▸ WHAT YOU ARE ASKED TO DO
Continue the newsletter piece below on Robin Sloan's claim that AGI is already here, starting after its final sentence.

(SOURCE TEXT)

AGI is here (and I feel fine) ⊗ A call for new stories

No.385 — BASAAP + hyperstition ⊗ Ancient everyday weirdness ⊗ The future isn’t fixed ⊗ Science, promise and peril in the age of AI ⊗ A year of clean energy milestones

AGI is here (and I feel fine) ⊗ A call for new stories

AGI is here (and I feel fine)

Robin Sloan argues that AGI has already arrived, though no one wants to admit it. He points to OpenAI’s 2020 paper on GPT-3 as the threshold moment—when researchers discovered that a single large language model could outperform specialised systems across multiple tasks. In his opinion, the resistance to declaring victory comes from both critics who don’t want to concede ground and industry players who keep moving the goalposts, waiting for something more dramatic to happen. Robin suggests this reluctance serves a purpose: it maintains the narrative that utopia is just around the corner, requiring only more funding and computing power.

(End SOURCE TEXT)
(PROVIDED MATERIAL)

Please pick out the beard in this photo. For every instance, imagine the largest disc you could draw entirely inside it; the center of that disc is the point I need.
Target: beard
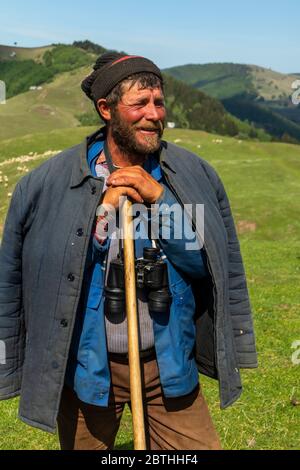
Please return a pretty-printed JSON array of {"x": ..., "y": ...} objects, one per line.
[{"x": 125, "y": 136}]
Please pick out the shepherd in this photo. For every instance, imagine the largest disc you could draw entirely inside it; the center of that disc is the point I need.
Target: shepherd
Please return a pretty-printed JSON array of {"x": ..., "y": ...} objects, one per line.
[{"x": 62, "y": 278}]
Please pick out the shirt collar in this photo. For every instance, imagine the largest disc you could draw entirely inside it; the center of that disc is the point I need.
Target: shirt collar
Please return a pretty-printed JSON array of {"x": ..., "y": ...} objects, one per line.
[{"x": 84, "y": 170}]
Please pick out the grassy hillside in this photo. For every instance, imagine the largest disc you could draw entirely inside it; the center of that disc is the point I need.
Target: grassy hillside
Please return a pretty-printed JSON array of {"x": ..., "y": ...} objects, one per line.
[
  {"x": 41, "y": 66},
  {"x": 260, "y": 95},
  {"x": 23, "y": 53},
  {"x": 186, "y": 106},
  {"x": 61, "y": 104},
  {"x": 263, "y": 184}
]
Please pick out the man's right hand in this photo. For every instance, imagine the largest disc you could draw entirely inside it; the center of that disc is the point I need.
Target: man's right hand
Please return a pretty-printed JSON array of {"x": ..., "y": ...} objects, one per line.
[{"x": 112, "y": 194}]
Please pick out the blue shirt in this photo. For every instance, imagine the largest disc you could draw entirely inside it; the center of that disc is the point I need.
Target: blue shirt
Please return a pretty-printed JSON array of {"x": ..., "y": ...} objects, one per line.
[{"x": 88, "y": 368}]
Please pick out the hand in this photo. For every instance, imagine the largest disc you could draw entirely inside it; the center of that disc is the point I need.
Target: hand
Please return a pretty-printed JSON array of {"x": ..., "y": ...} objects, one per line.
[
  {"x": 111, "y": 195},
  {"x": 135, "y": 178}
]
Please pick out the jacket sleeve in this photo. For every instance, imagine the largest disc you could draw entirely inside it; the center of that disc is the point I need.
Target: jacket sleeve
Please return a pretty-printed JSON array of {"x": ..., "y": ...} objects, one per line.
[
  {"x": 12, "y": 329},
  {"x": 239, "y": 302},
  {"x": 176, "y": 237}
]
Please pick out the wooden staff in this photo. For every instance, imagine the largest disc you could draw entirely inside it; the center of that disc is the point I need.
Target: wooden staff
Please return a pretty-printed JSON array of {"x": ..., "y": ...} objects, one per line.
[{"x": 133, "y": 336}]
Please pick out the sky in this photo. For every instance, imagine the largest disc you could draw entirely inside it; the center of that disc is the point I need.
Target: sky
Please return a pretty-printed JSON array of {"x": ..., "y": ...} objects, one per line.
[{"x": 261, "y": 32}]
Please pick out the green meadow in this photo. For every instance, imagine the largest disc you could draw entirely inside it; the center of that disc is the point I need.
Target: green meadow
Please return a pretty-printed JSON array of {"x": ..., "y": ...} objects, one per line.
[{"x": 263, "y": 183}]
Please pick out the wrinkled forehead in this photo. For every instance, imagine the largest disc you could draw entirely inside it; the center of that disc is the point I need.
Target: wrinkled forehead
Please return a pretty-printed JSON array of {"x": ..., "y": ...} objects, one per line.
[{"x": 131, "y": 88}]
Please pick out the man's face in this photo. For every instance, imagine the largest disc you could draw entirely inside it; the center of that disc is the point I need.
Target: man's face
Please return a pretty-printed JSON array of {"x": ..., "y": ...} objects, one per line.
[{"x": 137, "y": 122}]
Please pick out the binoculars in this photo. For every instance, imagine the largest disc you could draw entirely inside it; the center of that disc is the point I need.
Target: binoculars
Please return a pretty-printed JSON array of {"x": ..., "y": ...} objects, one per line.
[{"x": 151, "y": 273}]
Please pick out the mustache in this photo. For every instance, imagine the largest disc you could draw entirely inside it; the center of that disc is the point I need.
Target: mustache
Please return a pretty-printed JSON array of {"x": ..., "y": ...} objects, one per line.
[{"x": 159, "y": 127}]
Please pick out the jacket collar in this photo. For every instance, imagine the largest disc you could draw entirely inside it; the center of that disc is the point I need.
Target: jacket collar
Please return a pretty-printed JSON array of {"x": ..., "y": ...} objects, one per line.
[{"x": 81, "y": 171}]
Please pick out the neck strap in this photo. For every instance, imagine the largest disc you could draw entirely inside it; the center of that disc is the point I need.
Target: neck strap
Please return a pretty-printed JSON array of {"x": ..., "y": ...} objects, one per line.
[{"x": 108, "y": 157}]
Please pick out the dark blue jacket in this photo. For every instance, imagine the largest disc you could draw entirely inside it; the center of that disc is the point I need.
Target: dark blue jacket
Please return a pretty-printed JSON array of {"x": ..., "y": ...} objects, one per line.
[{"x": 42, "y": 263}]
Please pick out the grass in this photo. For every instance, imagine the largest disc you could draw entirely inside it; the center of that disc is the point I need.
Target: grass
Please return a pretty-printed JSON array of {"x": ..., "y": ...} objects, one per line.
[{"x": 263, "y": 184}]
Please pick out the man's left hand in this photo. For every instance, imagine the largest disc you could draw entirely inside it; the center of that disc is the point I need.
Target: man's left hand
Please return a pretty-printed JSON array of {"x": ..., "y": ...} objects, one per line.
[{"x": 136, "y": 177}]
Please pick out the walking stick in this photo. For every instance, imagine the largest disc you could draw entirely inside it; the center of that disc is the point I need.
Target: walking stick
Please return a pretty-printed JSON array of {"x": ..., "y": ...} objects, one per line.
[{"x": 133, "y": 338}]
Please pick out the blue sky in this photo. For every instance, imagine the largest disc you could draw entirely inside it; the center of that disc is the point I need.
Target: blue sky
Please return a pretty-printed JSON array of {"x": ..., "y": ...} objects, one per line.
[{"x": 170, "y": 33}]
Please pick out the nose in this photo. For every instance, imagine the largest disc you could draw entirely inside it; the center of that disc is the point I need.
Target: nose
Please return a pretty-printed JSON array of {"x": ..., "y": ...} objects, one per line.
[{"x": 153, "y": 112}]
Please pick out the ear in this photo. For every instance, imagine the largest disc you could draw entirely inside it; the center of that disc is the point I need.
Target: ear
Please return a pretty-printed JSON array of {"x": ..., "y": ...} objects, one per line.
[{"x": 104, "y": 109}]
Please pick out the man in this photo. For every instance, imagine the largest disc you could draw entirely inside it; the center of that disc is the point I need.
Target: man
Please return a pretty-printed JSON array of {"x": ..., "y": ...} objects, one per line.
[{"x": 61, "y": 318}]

(End PROVIDED MATERIAL)
(PROVIDED MATERIAL)

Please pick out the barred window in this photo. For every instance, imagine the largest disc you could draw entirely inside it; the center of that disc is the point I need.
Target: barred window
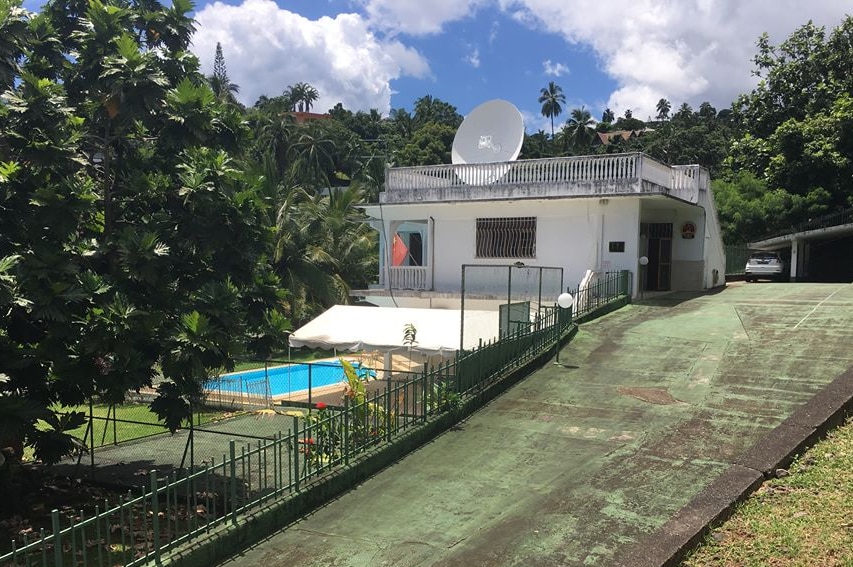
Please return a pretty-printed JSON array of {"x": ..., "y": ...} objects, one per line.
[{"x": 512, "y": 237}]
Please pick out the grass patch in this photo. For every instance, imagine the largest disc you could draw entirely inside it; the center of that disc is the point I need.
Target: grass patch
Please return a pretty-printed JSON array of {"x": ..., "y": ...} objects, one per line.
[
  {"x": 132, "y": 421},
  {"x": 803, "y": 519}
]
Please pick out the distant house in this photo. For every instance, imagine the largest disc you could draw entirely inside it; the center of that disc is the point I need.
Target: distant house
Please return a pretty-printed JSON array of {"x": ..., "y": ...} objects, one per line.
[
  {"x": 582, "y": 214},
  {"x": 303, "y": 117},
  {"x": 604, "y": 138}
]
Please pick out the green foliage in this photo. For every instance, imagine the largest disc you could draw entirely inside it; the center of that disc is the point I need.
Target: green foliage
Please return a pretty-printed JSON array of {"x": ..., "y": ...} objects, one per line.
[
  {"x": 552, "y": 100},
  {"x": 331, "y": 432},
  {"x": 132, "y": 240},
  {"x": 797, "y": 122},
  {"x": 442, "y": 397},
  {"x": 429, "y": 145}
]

(End PROVIDED MATERIAL)

▸ WRITTEN ANSWER
This is why he proposes a “unilateral declaration [of AGI] as a strategic countermove” and asks “what now?” This acknowledgement recognises a genuine technical breakthrough while stripping away the millenarian hype around imminent transformation. The models have limitations—they can’t handle the physical world and struggle with novel problems that humans solve easily (see jaggedness)—but they possess what he calls “prodigious immediate generality.” Sloan draws a comparison to personal computers in the 1970s and 1980s, when grand visions were substantially realised but didn’t deliver utopia. Everyone now has access to something like AGI, just as everyone has a personal computer and internet connection.

From a slightly different angle, I’d argue this debate is funny because LLM are actually more general than intelligent. Like Robin, I’ll cite Jasmine Sun: “AI discovered wholly new proteins before it could count the ‘r’s in ‘strawberry’, which makes it neither vaporware nor a demigod but a secret third thing.”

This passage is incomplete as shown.